_Description of the task_. Edit the rows from the line with "Pick-planner input: for every instance of the reflective" up to and including the line with "point(498, 290)", replacing "music stand" with "lectern" and leaving everything else unchanged. Return only those lines.

:::

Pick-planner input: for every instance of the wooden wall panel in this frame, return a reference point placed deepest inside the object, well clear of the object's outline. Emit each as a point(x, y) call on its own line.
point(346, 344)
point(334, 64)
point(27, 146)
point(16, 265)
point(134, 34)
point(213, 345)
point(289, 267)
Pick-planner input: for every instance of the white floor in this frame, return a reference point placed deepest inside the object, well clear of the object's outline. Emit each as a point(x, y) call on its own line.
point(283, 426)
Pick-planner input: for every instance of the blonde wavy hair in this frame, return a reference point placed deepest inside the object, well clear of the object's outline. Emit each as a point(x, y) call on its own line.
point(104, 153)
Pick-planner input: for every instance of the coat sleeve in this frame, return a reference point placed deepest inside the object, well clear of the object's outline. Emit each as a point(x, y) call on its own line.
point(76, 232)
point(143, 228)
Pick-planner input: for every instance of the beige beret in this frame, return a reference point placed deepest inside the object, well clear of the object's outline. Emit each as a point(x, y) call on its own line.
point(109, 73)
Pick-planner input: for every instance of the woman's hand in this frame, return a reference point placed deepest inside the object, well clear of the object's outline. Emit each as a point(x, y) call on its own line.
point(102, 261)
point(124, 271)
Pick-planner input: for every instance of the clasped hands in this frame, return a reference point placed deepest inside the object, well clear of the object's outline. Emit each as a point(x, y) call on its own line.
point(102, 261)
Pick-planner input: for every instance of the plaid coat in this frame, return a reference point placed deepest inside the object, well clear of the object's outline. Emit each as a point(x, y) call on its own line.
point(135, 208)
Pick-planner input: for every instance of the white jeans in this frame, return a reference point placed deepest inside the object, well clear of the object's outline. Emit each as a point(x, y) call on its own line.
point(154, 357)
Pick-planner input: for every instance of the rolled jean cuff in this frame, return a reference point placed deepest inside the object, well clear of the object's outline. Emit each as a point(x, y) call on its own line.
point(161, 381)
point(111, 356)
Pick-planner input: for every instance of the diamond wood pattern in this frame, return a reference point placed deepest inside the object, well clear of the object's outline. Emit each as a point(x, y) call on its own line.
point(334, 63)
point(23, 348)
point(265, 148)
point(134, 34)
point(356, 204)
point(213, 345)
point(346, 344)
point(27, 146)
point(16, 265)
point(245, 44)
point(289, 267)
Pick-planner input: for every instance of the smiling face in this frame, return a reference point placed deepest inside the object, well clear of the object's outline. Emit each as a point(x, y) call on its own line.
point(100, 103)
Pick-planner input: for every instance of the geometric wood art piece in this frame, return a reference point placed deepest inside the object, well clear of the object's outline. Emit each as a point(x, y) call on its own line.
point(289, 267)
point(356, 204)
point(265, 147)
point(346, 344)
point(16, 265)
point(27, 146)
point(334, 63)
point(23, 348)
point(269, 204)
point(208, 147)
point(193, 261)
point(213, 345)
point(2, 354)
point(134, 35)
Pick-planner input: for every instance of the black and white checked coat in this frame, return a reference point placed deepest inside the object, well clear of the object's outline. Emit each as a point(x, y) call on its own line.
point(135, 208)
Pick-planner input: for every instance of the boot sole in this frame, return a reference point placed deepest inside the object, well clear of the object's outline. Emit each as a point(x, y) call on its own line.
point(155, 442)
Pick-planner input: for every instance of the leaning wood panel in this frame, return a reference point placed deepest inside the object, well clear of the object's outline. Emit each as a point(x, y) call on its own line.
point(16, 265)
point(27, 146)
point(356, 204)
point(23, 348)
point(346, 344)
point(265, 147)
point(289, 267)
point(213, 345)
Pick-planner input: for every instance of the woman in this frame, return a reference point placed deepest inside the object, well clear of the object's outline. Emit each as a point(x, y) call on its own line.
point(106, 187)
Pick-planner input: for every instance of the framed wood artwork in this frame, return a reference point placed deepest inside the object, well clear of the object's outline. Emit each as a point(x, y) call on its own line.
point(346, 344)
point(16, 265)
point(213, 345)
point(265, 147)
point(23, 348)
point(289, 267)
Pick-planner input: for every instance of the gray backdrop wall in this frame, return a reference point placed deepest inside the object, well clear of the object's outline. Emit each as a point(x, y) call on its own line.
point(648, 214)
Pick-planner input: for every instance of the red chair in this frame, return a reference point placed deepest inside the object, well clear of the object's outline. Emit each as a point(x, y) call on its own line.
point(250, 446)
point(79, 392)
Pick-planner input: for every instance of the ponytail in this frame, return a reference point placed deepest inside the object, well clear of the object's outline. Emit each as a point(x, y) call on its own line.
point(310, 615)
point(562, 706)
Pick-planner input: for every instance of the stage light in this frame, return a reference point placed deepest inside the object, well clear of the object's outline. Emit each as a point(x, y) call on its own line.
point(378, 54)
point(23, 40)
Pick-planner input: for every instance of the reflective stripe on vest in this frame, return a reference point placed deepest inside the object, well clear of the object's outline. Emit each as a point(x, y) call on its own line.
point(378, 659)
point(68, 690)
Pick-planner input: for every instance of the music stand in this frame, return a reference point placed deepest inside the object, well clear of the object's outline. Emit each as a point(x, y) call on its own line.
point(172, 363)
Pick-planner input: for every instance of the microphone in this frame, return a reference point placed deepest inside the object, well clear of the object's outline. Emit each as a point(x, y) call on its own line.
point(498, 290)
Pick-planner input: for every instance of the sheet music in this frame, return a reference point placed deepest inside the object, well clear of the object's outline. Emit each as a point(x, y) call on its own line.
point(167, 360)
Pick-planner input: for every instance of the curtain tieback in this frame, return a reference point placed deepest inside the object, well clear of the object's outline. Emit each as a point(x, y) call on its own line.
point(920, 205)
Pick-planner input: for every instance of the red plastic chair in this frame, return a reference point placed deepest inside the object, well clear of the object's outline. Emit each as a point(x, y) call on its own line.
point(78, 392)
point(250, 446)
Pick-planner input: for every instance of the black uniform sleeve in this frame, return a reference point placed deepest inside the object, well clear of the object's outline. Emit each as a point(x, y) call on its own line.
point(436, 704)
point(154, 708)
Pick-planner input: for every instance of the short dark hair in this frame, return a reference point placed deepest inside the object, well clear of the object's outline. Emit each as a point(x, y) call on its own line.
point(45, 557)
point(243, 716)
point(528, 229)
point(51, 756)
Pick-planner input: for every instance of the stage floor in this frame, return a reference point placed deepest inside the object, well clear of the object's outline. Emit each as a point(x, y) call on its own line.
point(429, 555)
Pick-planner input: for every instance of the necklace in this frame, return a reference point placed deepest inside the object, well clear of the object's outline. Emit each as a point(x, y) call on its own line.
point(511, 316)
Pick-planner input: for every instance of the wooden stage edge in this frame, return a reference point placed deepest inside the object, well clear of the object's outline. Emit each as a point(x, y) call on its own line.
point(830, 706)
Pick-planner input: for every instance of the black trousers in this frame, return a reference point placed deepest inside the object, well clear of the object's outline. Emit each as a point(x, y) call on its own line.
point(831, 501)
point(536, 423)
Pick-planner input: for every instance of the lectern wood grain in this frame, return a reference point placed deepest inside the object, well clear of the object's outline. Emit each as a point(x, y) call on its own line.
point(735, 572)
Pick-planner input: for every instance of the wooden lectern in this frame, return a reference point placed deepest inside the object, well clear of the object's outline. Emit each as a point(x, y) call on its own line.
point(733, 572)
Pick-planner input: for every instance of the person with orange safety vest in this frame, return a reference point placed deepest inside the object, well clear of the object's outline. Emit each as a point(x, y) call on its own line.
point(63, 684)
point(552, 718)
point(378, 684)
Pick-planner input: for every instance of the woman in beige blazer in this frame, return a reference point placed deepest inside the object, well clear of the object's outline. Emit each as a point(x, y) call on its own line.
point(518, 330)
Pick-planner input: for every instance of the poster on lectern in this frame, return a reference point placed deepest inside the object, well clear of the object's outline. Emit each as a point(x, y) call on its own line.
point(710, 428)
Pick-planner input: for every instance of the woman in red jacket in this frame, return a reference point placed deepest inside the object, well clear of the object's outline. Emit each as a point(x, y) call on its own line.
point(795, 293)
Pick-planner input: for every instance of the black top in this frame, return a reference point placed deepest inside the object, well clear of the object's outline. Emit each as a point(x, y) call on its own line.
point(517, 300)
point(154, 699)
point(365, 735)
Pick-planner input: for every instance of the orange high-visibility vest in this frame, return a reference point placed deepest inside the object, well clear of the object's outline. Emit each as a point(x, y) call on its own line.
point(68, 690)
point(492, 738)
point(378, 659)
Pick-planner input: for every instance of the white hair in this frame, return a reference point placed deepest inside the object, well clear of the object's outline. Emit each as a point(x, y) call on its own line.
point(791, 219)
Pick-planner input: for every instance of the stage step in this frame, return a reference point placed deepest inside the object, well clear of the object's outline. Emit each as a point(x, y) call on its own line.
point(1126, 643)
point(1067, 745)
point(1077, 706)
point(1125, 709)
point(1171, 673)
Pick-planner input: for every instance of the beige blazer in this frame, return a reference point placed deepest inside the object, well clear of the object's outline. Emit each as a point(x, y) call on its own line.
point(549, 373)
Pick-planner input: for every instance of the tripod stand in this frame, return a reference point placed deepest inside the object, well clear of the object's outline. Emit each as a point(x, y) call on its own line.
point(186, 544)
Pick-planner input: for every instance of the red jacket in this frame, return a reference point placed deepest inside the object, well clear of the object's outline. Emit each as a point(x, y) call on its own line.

:::

_Problem solution_.
Pick-planner input: for every instance of the reflective stripe on vest in this frame, return a reference point placed deepest inside the object, well clear of the object's outline. Emit each as a point(x, y) call on its own line.
point(378, 659)
point(68, 690)
Pick-planner input: for every instance of the lectern in this frame, return a reference point placed deepest inside the object, well clear of the object's outline. Emit each as a point(x, y) call on its own line.
point(172, 363)
Pick-planner input: for every instance of the microphone in this frame, return a reference point placed deepest inside the object, well clear of the object's outline. Emit each as a point(x, y) call on its own line.
point(498, 290)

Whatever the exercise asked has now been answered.